◆ **Estratto**:
Dal libro di Ernesto Prudente “Vocabolario illustrato del dialetto parlato dei pescatori e dai marinai ponziani”

Mbrucchièlle – burchiello s.f. Bastimento a vivaio per il trasporto delle aragoste e dei capitoni vivi.

Il vero burchiello è una piccola barca fluviale per il trasporto di passeggeri e merci. E’ da ritenere che il travaso del suo nome, dal fiume al mare, vada ricercato nella sua fattura che gli consente navigazioni tranquille anche con il mare grosso.

Questo tipo di imbarcazione, come mi raccontava Geppino Vitiello, il cosiddetto Geppino dell’Ave Maria, uno dei più noti marinai della marineria ponziana del secolo scorso, è stata rubata agli spagnoli.
Raffaele Vitiello fu il primo ponzese, che all’inizio del ventesimo secolo, si trasferi in Sardegna per la pesca delle aragoste.
Quando ne accumulava una certa quantità le portava a Genova o a Marsiglia. Le sistemava, in ceste avvolte in foglie di canne, in un cesto che copriva con un telo di iuta che veniva continuamente bagnato. Solo così le aragoste riuscivano a sopravvivere per qualche giorno fuori dall’acqua. Come arrivava a destinazione metteva le aragoste in vasche contenenti acqua di mare. Ma nonostante tutti gli accorgimenti, la mortalità era sempre rilevante. Sul mercato di Marsiglia arrivavano aragoste anche dalla Spagna. Il sistema di trasporto era, all’inizio, identico.
Ma, un bel giorno, il Vitiello notò che gli spagnoli scaricavano le aragoste direttamente dalla nave, prelevandole dalla stiva di un bastimento, ancorato in rada. Subito scattò l’allarme nel suo cervello. Ma come era possibile tutto ciò? Il suo primo pensiero, non potendo visitare la barca iberica, fu quello che gli spagnoli avessero riempito la stiva di acqua. Della cosa ne parlò al fratello Erasmo appena mise piede in Sardegna dove lo stesso si trovava con altri familiari sempre per la pesca. Dopo il consulto Erasmo partì per Livorno in cerca di un bastimento da usare, a suo giudizio, come quello spagnolo. La sua attenzione si posò sulla Ida, una goletta di ventidue metri. Si fece dire ogni notizia utile sull’imbarcazione e sul prezzo di vendita. Venne a Ponza per racimolare il danaro necessario che poté raccogliere con una ipoteca su due abitazioni della famiglia. Ritornò a Livorno, con alcuni marinai, che dovevano formare l’equipaggio, e con un carpentiere, che aveva preso a Torre del Greco, per far calafatare l’interno del bastimento per evitare che l’acqua penetrasse, poi, per tutta la nave. Sistemata la calafatura, a Olbia riempirono la stiva d’acqua con un lavoro immane. Per il travaso usarono secchi e bidoni. Caricarono le aragostee fecero rotta su Marsiglia. Non una tempesta ma “nu poche i màzzeche è spute” li costrinse a ritornare a Olbia. Per poco non affondarono.

◆ **Materiale fornito**:
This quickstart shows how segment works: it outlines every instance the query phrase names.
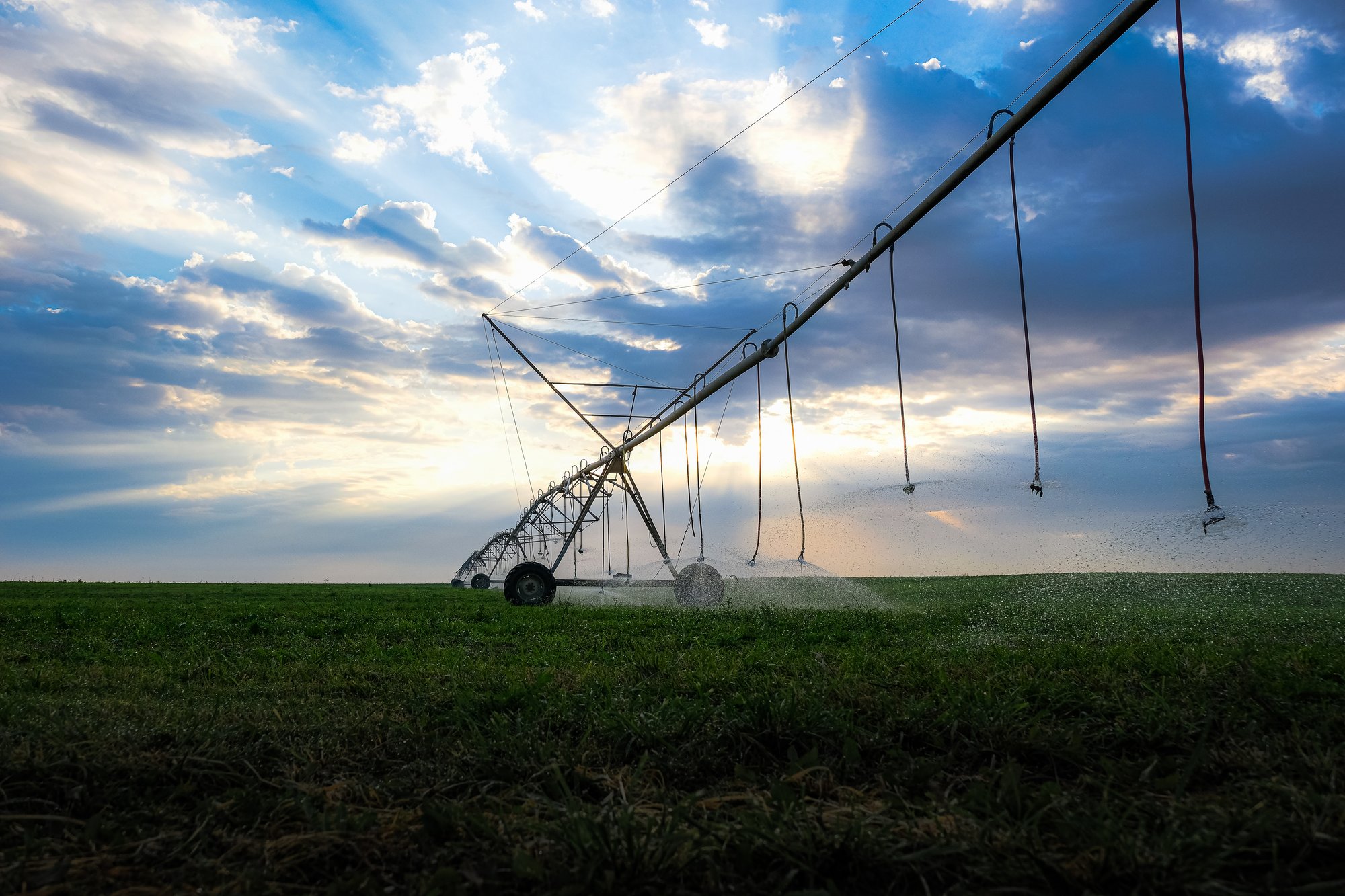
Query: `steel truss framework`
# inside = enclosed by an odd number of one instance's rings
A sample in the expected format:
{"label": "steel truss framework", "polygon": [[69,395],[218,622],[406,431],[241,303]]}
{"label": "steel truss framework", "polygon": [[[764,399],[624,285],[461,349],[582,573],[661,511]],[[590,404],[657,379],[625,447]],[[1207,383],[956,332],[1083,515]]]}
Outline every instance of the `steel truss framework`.
{"label": "steel truss framework", "polygon": [[[1060,96],[1060,93],[1069,86],[1075,78],[1096,62],[1108,47],[1111,47],[1122,35],[1134,27],[1146,12],[1157,5],[1157,3],[1158,0],[1132,0],[1132,3],[1130,3],[1107,27],[1098,32],[1098,35],[1083,50],[1080,50],[1073,59],[1065,63],[1065,66],[1049,82],[1046,82],[1041,90],[1028,100],[1028,102],[1025,102],[1017,112],[1013,112],[1009,120],[998,130],[989,135],[986,141],[976,151],[974,151],[971,156],[968,156],[967,160],[956,168],[956,171],[935,187],[929,195],[927,195],[915,209],[911,210],[911,213],[907,214],[905,218],[896,225],[892,225],[886,234],[874,239],[873,248],[854,261],[846,260],[842,262],[845,265],[843,272],[792,320],[787,320],[775,338],[763,339],[760,347],[755,347],[753,351],[745,352],[741,361],[710,379],[710,374],[717,370],[720,365],[729,358],[729,355],[737,351],[740,346],[744,346],[753,334],[756,334],[753,330],[737,344],[729,348],[729,351],[726,351],[720,361],[712,365],[709,370],[697,374],[690,386],[679,390],[664,386],[663,389],[675,391],[675,397],[654,416],[635,417],[631,414],[632,422],[636,418],[642,420],[642,422],[633,431],[627,429],[621,441],[617,444],[613,444],[611,439],[593,425],[594,417],[611,414],[585,414],[574,406],[574,402],[572,402],[558,386],[623,386],[621,383],[553,382],[547,379],[538,366],[533,363],[526,354],[523,354],[523,351],[514,343],[512,339],[508,338],[508,335],[504,334],[503,330],[500,330],[490,315],[482,315],[495,332],[502,336],[515,352],[518,352],[527,366],[531,367],[547,386],[550,386],[551,391],[554,391],[561,401],[564,401],[566,406],[569,406],[569,409],[573,410],[574,414],[582,420],[599,439],[603,440],[603,448],[599,460],[592,463],[581,461],[577,467],[572,468],[572,472],[564,476],[558,484],[553,483],[549,488],[539,491],[533,503],[523,511],[518,525],[512,529],[498,531],[490,541],[486,542],[484,546],[473,552],[472,556],[468,557],[467,561],[459,568],[457,578],[465,581],[468,576],[480,576],[484,572],[490,581],[499,581],[499,576],[496,573],[499,573],[500,569],[507,572],[514,564],[525,560],[546,562],[554,576],[570,548],[573,546],[578,549],[574,542],[581,538],[584,529],[601,519],[600,513],[594,509],[596,502],[599,499],[609,499],[616,490],[621,490],[631,496],[640,519],[644,522],[650,533],[650,537],[654,544],[658,545],[659,553],[663,554],[664,565],[668,568],[672,577],[677,578],[678,570],[675,568],[675,562],[671,557],[668,557],[664,539],[658,531],[658,527],[654,525],[648,507],[644,505],[639,488],[636,488],[635,480],[631,478],[627,467],[627,460],[629,459],[631,452],[686,417],[686,414],[689,414],[702,401],[720,391],[742,374],[755,369],[768,358],[775,358],[780,352],[780,347],[787,339],[790,339],[790,336],[798,332],[798,330],[803,327],[815,313],[818,313],[829,301],[831,301],[831,299],[839,295],[843,289],[847,289],[851,280],[857,278],[862,273],[866,273],[874,261],[880,260],[885,252],[896,245],[902,235],[905,235],[916,223],[929,214],[929,211],[932,211],[940,202],[952,195],[952,192],[967,178],[970,178],[972,172],[994,156],[1001,147],[1011,141],[1018,130],[1021,130],[1042,109],[1045,109],[1052,100]],[[646,386],[640,386],[640,389],[646,389]],[[648,386],[648,389],[654,387]],[[697,471],[697,478],[699,478],[699,470]],[[551,556],[551,545],[557,542],[560,544],[560,548],[555,550],[554,556]],[[600,585],[612,583],[604,580],[572,578],[561,580],[555,584]],[[668,585],[671,583],[666,580],[650,580],[646,583],[629,584]]]}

◆ **Consegna**: Prosegui il brano sul burchiello dei marinai ponziani partendo dopo l'ultima frase.

◆ **Soluzione**:
Sulle piccole onde, l’acqua contenuta nella stiva si riversava da una murata all’altra, provocando sbandamenti paurosi. Raccontarono di aver visto la morte con gli occhi.
Continuarono il commercio delle aragoste con le ceste.
Erasmo si trasferì a Marsiglia, con Gennaro, il calafato che aveva chiuso, con la stoppa e il catrame, le connessure della Ida con la speranza e l’intento di visitare la barca spagnola per vedere come fossse fatta all’interno.
Fu una caccia al concorrente. Erasmo fece l’impossibile, ed in questo venne aiutato anche dal grossista a cui entrambi portavano le aragoste, per conoscere il capitano spagnolo e la sua nave. Come lo incontrava lo invitava a bere in una di quelle tante bettole caratteristiche dei bassifondi marsigliesi.
Bevi oggi e bevi domani, l’amicizia si saldò tanto che un giorno il capitano spagnolo sentì il dovere di invitarlo a bordo della sua nave a bere un Calvados.
Era quello che aspettava. Come era logico si fece accompagnare da Gennaro.
Quando varcarono la murata della barca spagnola Erasmo scese nel quadrato con il capitano mentre Gennaro si mise ad osservare attentamente come era strutturata la nave. Anzi, cacciò il metro dalla tasca e prese pure qualche misura suscitando la reazione furiosa del capitano spagnolo che, salito in coperta per invitarlo a scendere nella saletta, lo aveva notato di soppiatto a prendere misure.
Con il buon senso, raccontando tutte le peripezie a cui erano andati incontro e la situazione economica della sua famiglia, Erasmo riuscì a calmare l’ira del collega spagnolo assicurandolo che non avrebbe svelato il segreto.
La “Ida” venne portata a Torre del Greco dove Gennaro, con l’aiuto di altri carpentieri, la sottopose a quelle modifiche che riteneva necessarie per averle viste, notate e annotate sulla barca spagnola.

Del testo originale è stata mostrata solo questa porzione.